## Brief
Lay out the stretch of rows from the line containing "Mark every instance of the chair with" through the end as a Markdown table with two columns, Number and Line. Skip any blank lines.

-- Begin Recorded data --

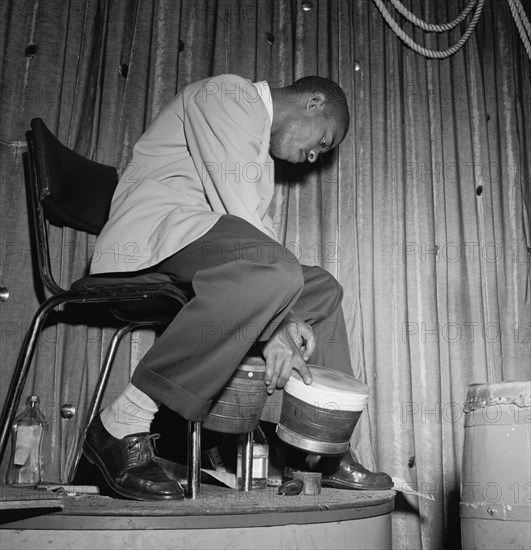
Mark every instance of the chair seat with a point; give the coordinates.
(144, 298)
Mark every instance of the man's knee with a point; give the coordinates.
(327, 287)
(287, 273)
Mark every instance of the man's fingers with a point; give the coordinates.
(309, 347)
(273, 368)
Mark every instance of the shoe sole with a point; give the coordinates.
(353, 486)
(93, 457)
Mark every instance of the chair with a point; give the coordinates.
(68, 190)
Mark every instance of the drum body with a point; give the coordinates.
(495, 506)
(321, 417)
(238, 406)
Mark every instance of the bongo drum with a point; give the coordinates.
(321, 417)
(238, 406)
(495, 504)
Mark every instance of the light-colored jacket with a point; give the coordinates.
(206, 154)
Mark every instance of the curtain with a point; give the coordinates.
(422, 213)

-- End Recorded data --

## Answer below
| Number | Line |
|---|---|
| 1 | Mark every instance of the chair with a point; give the coordinates. |
| 2 | (68, 190) |
| 3 | Mark every instance of the drum body with a point; give the coordinates. |
| 4 | (495, 506) |
| 5 | (321, 417) |
| 6 | (238, 406) |
| 7 | Mark every instance of the bongo drum with a point; give the coordinates. |
| 8 | (321, 417) |
| 9 | (238, 406) |
| 10 | (495, 504) |
| 11 | Mark every instance of the light-colored jacket with a point; give the coordinates. |
| 12 | (206, 154) |
| 13 | Mark every instance of the curtain with a point; give the coordinates. |
| 14 | (422, 213) |